*Bacaan yang disediakan*
Suatu hari Rasulullah SAW mengutus Umar RA untuk menarik zakat dari
para sahabat. Akan tetapi, Ibnu Jamil, Khalid bin Walid, dan Abbas yang juga
paman Nabi SAW tidak menyerahkan zakatnya. Umar pun kemudian melaporkan sikap
ketiga sahabat itu kepada Rasulullah.
Mendengar laporan itu, Rasulullah bersabda, ''Tiada sesuatu yang
membuat Ibnu Jamil enggan untuk menyerahkan zakat kecuali dirinya fakir,
kemudian Allah menjadikannya kaya. Adapun Khalid, sesungguhnya kalian telah
berbuat zalim terhadapnya (karena) ia menginfakkan baju besi dan peralatan
perangnya di jalan Allah. Adapun Abbas, aku telah mengambil zakatnya dua
tahun lalu.''
Allah
SWT juga melarang hamba-Nya yang beriman untuk berprasangka. Allah
berfirman dalam surah Al-Hujurat : 12
يَاءَ يُّهَا الَّذِيْنَ ءَامَنُوا اجْتَنِبُوا كَثِيْرًا مِنَ الظَّنِّ إِنَّ بَعْضَ الظَّنِّ إثْمٌ
"Hai
orang-orang yang beriman, jauhilah kebanyakan prasangka (kecurigaan), karena
sebagian dari prasangka itu dosa..."
Syekh
Salim bin Ied al-Hilali dalam Syarah Riyadhus Shalihin, mengungkapkan,
seorang hamba Allah yang beriman hendaknya menjauhkan diri dari menuduh,
menghianati keluarga, kerabat dan orang-orang bukan pada tempatnya.
Rasulullah
SAW menegaskan dalam hadisnya, ''Jauhilah olehmu prasangka. Sesungguhnya
prasangka itu adalah perkataan yang paling dusta.'' (Muttafaq 'alaih).
Dalam Shohih Al Bukhari dan Shahih Muslim terdapat hadis yang diriwayatkan oleh Abu Hurairah, bahwa Nabi bersabda, "Janganlah kalian berprasangka (curiga), karena sesungguhnya prasangka
itu pembicaraan yang paling dusta. Janganlah kalian saling mencari-cari
berita atau mendengarkan aib orang, janganlah kalian mencari-cari
keburukan orang, janganlah kalian saling menipu, janganlah kalian saling
mendengki, janganlah kalian saling membenci, janganlah kalian saling
memboikot, dan jadilah kalian hamba-hamba Allah yang bersaudara" (Lafaz
hadits ini milik Al Bukhari)
Lalu apa sebenarnya prasangka itu? Dalam Alquran, prasangka disebut dengan az-Zhann.
Syekh Mahmud al-Mishri dalam kitab Mausu'ah min Akhlaqir-Rasul,
menjelaskan secara detail tentang jenis-jenis prasangka.

*Data yang diberikan*
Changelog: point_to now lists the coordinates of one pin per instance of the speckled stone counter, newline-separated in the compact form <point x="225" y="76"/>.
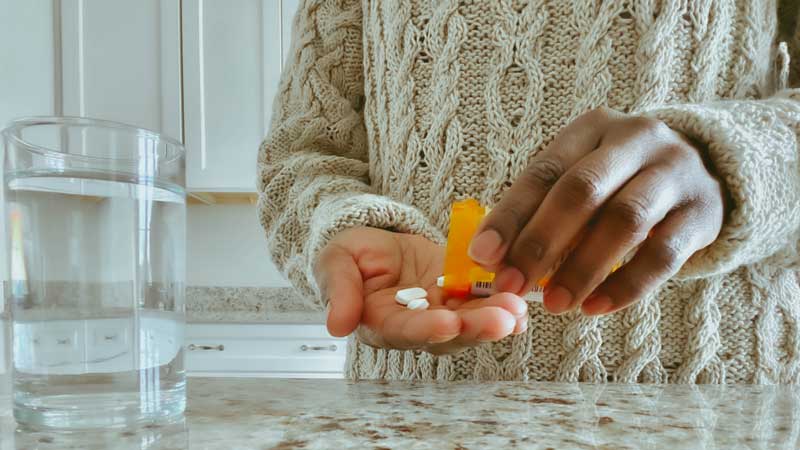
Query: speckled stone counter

---

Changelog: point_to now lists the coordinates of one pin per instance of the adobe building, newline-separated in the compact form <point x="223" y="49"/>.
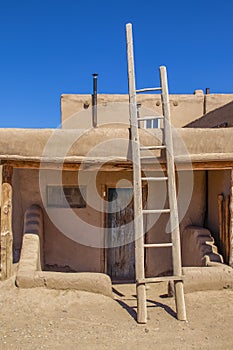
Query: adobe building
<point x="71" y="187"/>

...

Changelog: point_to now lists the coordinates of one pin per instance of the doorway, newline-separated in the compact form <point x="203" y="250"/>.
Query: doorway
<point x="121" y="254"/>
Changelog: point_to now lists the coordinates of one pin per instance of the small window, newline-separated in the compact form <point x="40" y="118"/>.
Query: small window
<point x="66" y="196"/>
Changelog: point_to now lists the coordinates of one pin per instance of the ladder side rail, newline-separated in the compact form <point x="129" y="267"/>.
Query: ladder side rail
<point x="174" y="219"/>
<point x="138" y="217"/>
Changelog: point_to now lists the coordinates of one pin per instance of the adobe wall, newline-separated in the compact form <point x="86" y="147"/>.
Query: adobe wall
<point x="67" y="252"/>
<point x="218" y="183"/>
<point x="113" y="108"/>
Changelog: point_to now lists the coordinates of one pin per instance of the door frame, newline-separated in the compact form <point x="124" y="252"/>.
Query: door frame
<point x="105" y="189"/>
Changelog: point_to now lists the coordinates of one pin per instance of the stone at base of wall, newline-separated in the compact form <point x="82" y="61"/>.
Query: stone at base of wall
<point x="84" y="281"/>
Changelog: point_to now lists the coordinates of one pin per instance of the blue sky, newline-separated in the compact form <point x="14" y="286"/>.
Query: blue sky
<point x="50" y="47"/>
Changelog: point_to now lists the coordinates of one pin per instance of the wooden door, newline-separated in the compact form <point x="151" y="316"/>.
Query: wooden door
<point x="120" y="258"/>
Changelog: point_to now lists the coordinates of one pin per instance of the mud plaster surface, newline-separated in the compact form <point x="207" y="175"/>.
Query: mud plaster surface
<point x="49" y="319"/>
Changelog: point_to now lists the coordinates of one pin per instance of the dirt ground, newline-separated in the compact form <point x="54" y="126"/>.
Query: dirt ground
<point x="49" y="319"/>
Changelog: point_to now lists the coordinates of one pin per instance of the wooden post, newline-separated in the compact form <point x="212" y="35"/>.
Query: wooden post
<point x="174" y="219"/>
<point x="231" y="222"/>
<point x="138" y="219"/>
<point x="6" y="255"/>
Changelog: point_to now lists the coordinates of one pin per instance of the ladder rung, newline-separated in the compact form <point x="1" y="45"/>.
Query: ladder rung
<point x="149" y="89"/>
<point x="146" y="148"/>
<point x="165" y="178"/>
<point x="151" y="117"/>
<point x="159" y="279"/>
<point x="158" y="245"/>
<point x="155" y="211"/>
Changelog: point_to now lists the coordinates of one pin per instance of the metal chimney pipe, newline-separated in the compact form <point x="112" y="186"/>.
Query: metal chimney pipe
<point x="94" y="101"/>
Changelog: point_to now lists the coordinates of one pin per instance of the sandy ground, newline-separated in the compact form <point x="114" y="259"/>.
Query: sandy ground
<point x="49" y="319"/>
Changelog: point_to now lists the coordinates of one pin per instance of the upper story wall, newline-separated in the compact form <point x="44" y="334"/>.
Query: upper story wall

*Ketentuan tugas*
Tuliskan kembali sebagian bacaan tentang prasangka tanpa mengubah apa pun, mulai dari kata-kata yang memuat "Dalam Shohih Al" dan berhenti setelah "tentang jenis-jenis prasangka.". Item-item tersebut tidak ada hubungannya dengan bacaan.

*Jawaban*
Dalam Shohih Al Bukhari dan Shahih Muslim terdapat hadis yang diriwayatkan oleh Abu Hurairah, bahwa Nabi bersabda, "Janganlah kalian berprasangka (curiga), karena sesungguhnya prasangka
itu pembicaraan yang paling dusta. Janganlah kalian saling mencari-cari
berita atau mendengarkan aib orang, janganlah kalian mencari-cari
keburukan orang, janganlah kalian saling menipu, janganlah kalian saling
mendengki, janganlah kalian saling membenci, janganlah kalian saling
memboikot, dan jadilah kalian hamba-hamba Allah yang bersaudara" (Lafaz
hadits ini milik Al Bukhari)
Lalu apa sebenarnya prasangka itu? Dalam Alquran, prasangka disebut dengan az-Zhann.
Syekh Mahmud al-Mishri dalam kitab Mausu'ah min Akhlaqir-Rasul,
menjelaskan secara detail tentang jenis-jenis prasangka.